Russia cancels tank display at Victory Day for first time in 19 years
Russia held its annual Victory Day parade on Red Square without tanks or missiles for the first time in 19 years, citing security threats from Ukraine.
Red Square, Moscow, May 9. Hundreds of paratroopers march in formation, the banners are up, and Vladimir Putin has just finished speaking. Then something unexpected happens: nothing. No tanks roll. No intercontinental missile carriers rumble across the cobblestones. A large screen flickers instead, showing footage of soldiers in trenches and a tank charging to their aid.
For the first time in 19 years, Russia cancelled the military hardware display at its Victory Day parade. The Kremlin called it a security precaution. The world saw something else.
Russia’s Defense Ministry had announced about two weeks before the event that there would be no military equipment on Red Square this year, citing the “current operational situation” in Ukraine. Kremlin spokesman Dmitry Peskov called it a “terrorist threat” from Ukrainian forces. Security forces blocked mobile internet across Moscow on the day. Checkpoints were dense, barriers stretched for blocks.

RECORDS SHOWN:
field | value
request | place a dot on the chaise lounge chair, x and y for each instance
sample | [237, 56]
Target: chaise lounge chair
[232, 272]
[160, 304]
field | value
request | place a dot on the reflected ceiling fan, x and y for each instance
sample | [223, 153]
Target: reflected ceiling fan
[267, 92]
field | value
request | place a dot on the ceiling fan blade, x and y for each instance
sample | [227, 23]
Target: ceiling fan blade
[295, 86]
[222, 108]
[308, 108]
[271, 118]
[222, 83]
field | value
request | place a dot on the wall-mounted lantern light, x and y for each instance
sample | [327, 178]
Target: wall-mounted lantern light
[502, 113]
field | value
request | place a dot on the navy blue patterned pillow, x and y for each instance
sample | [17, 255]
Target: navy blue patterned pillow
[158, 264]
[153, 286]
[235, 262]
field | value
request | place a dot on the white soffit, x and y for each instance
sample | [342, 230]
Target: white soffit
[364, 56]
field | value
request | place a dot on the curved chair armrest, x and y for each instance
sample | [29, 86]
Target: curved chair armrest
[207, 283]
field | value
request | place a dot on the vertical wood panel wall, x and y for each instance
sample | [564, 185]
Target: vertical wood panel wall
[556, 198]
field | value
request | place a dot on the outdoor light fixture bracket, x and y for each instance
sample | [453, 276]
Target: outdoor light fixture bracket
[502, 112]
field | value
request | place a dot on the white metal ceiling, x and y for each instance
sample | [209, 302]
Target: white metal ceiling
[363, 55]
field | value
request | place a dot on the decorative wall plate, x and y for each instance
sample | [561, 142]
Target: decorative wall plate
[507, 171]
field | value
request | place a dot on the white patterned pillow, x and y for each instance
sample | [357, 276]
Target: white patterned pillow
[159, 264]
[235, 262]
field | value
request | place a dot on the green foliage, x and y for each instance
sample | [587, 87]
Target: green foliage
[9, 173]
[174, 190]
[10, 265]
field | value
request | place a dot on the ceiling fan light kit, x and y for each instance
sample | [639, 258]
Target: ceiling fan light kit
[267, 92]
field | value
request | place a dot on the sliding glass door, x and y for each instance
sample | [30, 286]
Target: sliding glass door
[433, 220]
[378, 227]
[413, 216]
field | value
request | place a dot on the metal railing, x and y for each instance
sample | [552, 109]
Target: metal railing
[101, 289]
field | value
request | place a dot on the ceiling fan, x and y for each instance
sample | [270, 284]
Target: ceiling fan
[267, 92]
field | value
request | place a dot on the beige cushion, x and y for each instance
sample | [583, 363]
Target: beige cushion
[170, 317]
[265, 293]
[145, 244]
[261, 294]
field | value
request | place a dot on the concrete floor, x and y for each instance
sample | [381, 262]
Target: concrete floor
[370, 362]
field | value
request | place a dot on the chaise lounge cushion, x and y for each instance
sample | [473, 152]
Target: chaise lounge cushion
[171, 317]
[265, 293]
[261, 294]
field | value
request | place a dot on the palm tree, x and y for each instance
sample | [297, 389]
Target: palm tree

WHAT YOU ARE ASKED TO DO: Transcribe word for word the part of the Victory Day parade article starting with "Russia cancels tank" and going on through "threats from Ukraine.".

ANSWER TO THIS TASK:
Russia cancels tank display at Victory Day for first time in 19 years
Russia held its annual Victory Day parade on Red Square without tanks or missiles for the first time in 19 years, citing security threats from Ukraine.